### TASK TO CARRY OUT
Copy each line in the data below that contains the word "rough".

### Saved data entries
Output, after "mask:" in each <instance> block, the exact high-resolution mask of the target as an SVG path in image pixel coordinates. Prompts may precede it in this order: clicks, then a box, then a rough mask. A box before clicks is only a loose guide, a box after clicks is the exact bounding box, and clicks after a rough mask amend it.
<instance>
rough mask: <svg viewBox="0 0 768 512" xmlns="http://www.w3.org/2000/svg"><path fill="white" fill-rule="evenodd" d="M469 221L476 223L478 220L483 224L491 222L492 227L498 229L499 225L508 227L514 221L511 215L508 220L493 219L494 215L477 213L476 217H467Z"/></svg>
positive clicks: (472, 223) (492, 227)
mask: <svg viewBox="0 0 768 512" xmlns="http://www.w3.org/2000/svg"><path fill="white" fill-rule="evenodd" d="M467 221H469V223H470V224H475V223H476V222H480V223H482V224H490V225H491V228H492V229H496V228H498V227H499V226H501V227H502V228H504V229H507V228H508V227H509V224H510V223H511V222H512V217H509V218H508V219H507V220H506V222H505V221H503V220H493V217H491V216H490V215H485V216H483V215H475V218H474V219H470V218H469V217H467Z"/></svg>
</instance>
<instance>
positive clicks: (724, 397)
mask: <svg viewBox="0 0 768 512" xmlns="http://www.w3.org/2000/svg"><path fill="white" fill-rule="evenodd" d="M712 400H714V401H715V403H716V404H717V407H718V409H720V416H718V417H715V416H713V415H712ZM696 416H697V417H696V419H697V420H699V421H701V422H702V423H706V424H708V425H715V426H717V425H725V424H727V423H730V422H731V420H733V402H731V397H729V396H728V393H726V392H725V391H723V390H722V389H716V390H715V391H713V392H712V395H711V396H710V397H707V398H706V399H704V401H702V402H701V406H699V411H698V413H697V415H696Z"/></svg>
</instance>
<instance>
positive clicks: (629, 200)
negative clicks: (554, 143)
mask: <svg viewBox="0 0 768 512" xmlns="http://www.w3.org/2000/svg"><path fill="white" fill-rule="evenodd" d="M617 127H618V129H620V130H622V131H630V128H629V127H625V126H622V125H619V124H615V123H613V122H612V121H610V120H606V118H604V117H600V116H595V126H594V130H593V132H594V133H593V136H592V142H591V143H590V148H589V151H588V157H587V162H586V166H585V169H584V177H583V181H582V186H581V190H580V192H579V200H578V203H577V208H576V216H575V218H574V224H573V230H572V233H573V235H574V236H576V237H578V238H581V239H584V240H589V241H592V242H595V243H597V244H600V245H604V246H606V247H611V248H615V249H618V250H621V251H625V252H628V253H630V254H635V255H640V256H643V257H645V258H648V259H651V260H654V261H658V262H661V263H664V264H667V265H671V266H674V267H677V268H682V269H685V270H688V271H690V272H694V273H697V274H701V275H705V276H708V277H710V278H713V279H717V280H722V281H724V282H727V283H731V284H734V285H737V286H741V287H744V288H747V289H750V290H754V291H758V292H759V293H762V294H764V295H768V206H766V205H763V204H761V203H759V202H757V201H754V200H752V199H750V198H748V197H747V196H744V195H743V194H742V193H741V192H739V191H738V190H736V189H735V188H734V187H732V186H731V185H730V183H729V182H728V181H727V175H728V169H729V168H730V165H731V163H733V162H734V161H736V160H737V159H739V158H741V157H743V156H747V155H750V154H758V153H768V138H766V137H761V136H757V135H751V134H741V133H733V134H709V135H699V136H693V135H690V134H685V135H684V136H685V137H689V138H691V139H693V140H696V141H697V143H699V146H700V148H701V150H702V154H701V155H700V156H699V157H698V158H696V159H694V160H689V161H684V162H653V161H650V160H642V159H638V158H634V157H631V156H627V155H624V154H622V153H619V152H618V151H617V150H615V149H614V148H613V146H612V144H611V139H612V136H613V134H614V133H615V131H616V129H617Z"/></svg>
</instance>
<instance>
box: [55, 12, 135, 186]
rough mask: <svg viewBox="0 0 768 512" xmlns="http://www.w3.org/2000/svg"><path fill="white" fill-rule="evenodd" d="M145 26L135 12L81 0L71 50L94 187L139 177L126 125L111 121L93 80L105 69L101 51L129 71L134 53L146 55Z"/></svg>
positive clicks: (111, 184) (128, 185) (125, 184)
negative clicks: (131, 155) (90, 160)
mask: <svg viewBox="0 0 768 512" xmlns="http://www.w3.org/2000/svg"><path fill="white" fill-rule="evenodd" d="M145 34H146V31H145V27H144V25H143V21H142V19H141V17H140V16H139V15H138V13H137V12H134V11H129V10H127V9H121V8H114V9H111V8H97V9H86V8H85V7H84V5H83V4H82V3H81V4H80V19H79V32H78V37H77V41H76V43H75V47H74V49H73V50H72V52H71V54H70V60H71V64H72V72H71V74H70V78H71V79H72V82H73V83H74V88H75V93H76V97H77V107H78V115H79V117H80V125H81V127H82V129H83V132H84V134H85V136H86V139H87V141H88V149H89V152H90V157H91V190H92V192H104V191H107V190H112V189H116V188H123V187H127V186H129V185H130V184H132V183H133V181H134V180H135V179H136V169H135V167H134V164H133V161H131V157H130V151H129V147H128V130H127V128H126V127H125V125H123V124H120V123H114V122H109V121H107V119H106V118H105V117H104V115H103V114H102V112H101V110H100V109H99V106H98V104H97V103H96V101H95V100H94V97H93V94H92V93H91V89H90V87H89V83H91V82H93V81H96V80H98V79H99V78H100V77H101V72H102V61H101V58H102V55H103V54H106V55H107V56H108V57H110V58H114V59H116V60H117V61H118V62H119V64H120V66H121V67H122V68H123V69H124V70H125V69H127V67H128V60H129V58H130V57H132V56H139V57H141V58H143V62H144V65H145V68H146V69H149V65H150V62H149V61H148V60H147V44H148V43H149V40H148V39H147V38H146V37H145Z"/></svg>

### ANSWER BOX
Output, after "mask:" in each <instance> block, the exact high-resolution mask of the target as an SVG path in image pixel coordinates. Prompts may precede it in this order: clicks, then a box, then a rough mask. A box before clicks is only a loose guide, a box after clicks is the exact bounding box, and clicks after a rough mask amend it.
rough mask: <svg viewBox="0 0 768 512" xmlns="http://www.w3.org/2000/svg"><path fill="white" fill-rule="evenodd" d="M469 221L476 223L478 220L483 224L491 222L492 227L498 229L499 225L508 227L514 221L511 215L508 220L493 219L494 215L477 213L476 217H467Z"/></svg>
rough mask: <svg viewBox="0 0 768 512" xmlns="http://www.w3.org/2000/svg"><path fill="white" fill-rule="evenodd" d="M145 26L135 12L81 0L71 50L94 187L139 177L126 125L111 121L93 80L105 69L101 51L129 71L134 53L146 55Z"/></svg>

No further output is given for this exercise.